=== SET PROBLEM ===
Please rewrite every line of the records, from the line containing "Where in this photo can the purple school" through the end of the records, with each pixel coordinate in the answers multiplied by 1.5 and rounded to a whole number, halves rounded up. Give only those lines.

──────

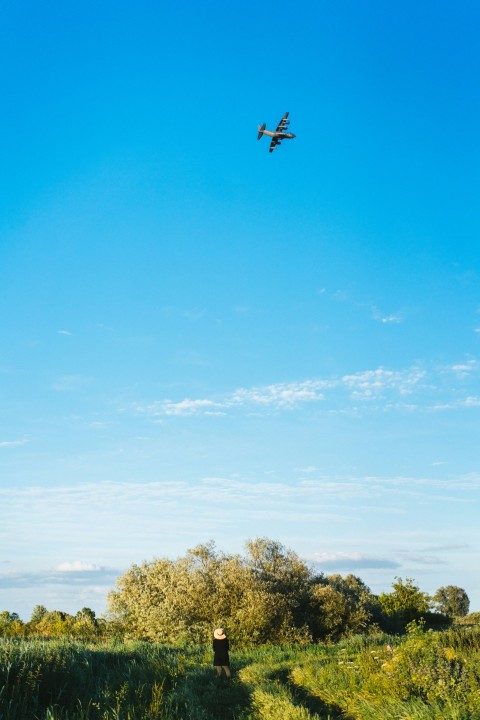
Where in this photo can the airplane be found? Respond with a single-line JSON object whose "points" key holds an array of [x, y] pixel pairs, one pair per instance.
{"points": [[279, 134]]}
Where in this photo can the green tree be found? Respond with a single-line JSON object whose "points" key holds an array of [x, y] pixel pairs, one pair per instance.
{"points": [[452, 601], [38, 613], [405, 604], [11, 625]]}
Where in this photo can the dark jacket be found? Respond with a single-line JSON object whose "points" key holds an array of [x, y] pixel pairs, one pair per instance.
{"points": [[220, 652]]}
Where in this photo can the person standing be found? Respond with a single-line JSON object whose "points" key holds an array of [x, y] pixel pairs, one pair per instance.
{"points": [[221, 658]]}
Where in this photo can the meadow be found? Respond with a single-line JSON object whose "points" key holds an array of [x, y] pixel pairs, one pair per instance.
{"points": [[421, 676]]}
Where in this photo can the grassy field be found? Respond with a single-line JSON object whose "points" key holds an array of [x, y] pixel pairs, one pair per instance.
{"points": [[432, 676]]}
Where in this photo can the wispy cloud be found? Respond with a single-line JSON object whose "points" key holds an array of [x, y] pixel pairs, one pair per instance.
{"points": [[13, 443], [86, 575], [386, 319], [351, 561], [70, 383], [379, 389]]}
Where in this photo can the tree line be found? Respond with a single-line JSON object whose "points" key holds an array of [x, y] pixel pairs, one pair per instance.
{"points": [[267, 595]]}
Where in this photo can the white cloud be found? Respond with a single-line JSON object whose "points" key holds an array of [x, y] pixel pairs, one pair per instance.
{"points": [[425, 389], [70, 383], [190, 407], [77, 566], [281, 395], [372, 383], [13, 443], [351, 561]]}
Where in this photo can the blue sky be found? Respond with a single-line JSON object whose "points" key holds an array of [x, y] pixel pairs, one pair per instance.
{"points": [[201, 340]]}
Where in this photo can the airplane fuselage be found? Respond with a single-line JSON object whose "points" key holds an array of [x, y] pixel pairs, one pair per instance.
{"points": [[279, 135]]}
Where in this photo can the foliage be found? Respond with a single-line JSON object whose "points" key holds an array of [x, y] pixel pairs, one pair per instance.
{"points": [[270, 595], [421, 676], [67, 680], [452, 601], [405, 604]]}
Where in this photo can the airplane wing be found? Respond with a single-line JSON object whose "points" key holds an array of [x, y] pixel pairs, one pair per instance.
{"points": [[273, 144], [283, 123]]}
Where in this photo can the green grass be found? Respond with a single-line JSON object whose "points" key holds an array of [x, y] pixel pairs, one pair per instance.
{"points": [[427, 676]]}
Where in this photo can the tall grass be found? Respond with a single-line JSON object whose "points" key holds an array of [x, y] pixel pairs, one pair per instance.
{"points": [[42, 680], [425, 676]]}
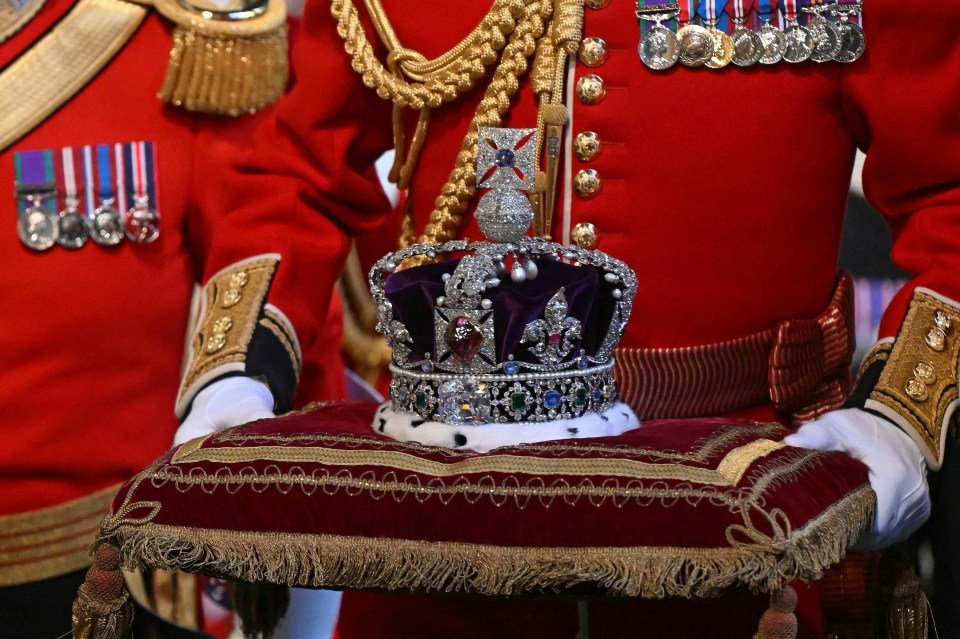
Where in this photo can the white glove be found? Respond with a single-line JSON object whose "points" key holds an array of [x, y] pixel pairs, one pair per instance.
{"points": [[225, 403], [898, 473]]}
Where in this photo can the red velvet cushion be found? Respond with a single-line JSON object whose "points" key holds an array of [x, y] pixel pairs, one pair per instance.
{"points": [[317, 498]]}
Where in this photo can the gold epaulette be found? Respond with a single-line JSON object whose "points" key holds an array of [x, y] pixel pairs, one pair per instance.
{"points": [[225, 60]]}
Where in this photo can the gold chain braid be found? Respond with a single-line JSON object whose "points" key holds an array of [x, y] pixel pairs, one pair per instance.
{"points": [[435, 81], [456, 194]]}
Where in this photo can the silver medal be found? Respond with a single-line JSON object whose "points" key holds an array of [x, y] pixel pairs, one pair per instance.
{"points": [[799, 45], [73, 230], [143, 223], [37, 228], [106, 225], [774, 43], [852, 41], [659, 48], [747, 47], [696, 45], [826, 39]]}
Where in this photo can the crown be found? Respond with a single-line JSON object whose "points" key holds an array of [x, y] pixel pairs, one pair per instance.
{"points": [[511, 330]]}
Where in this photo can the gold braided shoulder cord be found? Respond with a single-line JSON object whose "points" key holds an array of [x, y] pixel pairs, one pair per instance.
{"points": [[516, 27]]}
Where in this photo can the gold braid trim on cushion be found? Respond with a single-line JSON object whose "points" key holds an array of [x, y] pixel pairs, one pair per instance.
{"points": [[325, 561], [225, 65], [232, 304], [728, 472], [917, 389]]}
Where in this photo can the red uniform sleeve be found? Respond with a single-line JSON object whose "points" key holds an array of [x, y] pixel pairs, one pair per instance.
{"points": [[902, 100], [277, 221]]}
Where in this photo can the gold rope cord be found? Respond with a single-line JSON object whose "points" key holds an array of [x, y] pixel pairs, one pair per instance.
{"points": [[531, 20], [13, 18], [60, 64]]}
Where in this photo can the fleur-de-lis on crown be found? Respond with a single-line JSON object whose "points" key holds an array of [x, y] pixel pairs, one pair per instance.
{"points": [[554, 335]]}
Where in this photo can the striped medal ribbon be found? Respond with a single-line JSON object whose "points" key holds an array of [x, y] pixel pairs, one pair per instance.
{"points": [[139, 170], [106, 222], [717, 23], [659, 47], [73, 227], [747, 44], [799, 40], [774, 41], [696, 42]]}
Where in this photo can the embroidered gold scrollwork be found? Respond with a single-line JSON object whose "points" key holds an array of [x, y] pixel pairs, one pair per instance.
{"points": [[917, 388]]}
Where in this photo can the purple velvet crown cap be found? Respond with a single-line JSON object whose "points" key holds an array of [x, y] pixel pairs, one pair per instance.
{"points": [[413, 293]]}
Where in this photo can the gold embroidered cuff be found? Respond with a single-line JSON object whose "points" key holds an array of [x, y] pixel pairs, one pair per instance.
{"points": [[917, 387], [225, 60], [53, 541], [239, 333]]}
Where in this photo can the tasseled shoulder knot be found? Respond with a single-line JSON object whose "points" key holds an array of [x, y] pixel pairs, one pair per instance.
{"points": [[228, 57]]}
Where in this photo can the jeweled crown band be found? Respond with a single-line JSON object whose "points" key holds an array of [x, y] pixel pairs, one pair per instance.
{"points": [[495, 397]]}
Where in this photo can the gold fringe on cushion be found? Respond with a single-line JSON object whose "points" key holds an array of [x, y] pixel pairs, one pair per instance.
{"points": [[102, 609], [225, 67], [399, 564]]}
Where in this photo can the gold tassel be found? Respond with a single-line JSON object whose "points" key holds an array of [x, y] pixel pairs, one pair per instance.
{"points": [[907, 603], [226, 74], [102, 609], [779, 621]]}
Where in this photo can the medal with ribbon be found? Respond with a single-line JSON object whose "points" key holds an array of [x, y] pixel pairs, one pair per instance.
{"points": [[139, 169], [106, 223], [849, 21], [73, 229], [716, 20], [35, 186], [659, 48]]}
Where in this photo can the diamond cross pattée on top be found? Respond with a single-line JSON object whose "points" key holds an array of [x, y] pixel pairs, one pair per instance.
{"points": [[506, 164], [505, 158]]}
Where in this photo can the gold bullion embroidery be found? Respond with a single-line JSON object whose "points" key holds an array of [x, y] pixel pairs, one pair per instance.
{"points": [[225, 61], [232, 302], [14, 15], [50, 542], [276, 323], [918, 385], [54, 69]]}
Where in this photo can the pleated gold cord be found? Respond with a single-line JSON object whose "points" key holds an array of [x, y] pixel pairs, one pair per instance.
{"points": [[401, 564]]}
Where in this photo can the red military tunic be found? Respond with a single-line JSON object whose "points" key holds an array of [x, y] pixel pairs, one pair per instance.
{"points": [[93, 338], [724, 190]]}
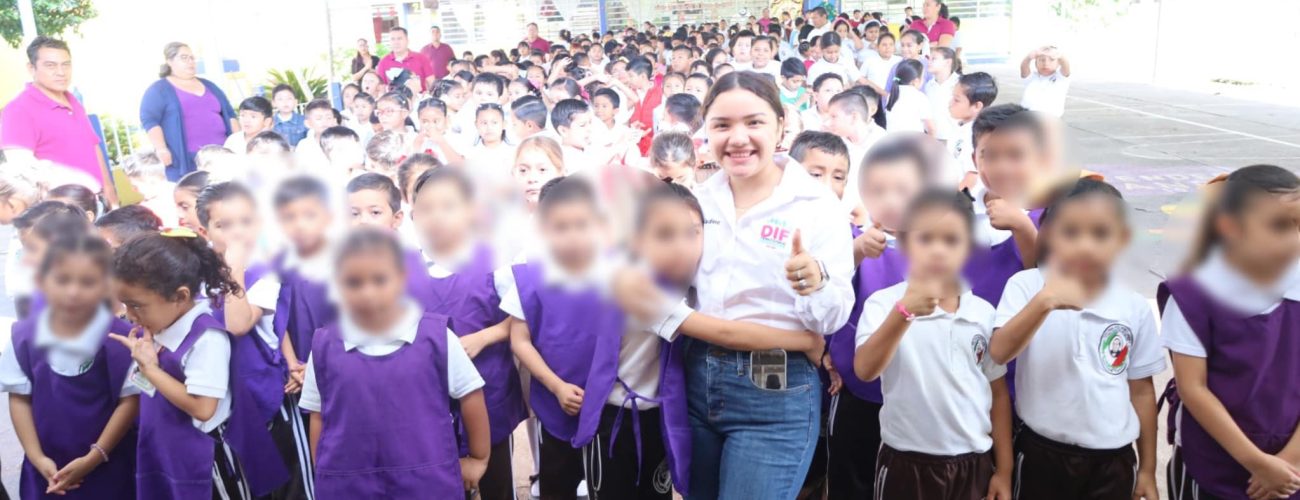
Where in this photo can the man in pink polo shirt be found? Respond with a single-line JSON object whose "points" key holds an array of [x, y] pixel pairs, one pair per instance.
{"points": [[937, 30], [402, 57], [47, 122]]}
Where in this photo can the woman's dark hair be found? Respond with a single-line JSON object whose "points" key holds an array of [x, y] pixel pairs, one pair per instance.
{"points": [[219, 192], [165, 264], [454, 175], [1233, 198], [365, 240], [129, 221], [906, 72], [666, 192], [940, 199], [1075, 191], [761, 86], [194, 181], [77, 243], [77, 195]]}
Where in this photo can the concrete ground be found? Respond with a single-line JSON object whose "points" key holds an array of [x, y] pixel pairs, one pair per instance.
{"points": [[1156, 144]]}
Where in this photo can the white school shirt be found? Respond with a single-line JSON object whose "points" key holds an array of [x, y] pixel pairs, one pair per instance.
{"points": [[878, 69], [1045, 94], [1071, 381], [936, 388], [741, 273], [909, 112], [206, 366], [66, 356], [462, 375], [940, 95]]}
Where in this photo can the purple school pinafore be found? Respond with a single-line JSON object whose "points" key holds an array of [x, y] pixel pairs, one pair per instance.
{"points": [[874, 274], [1253, 368], [564, 326], [173, 457], [675, 426], [72, 412], [302, 308], [469, 300], [388, 418], [256, 391]]}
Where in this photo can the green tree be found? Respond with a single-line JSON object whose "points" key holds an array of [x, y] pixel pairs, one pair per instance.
{"points": [[53, 17]]}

──────

=== OUTPUT FOR THIS TASK ===
Where in this photo can the purple school pinafore be found? Respond with a single-line JSON object whose "points" key holds an array of [x, y] pixel pairs, one pair per instance.
{"points": [[1311, 411], [1880, 552], [846, 489], [260, 686], [1013, 639], [108, 618], [453, 462], [704, 450], [582, 627], [384, 587]]}
Where in this photo can the green tree be found? Respond with a single-line JSON object whose "points" key holds an array of [x, y] pixel pairs, one pair per instance.
{"points": [[80, 26]]}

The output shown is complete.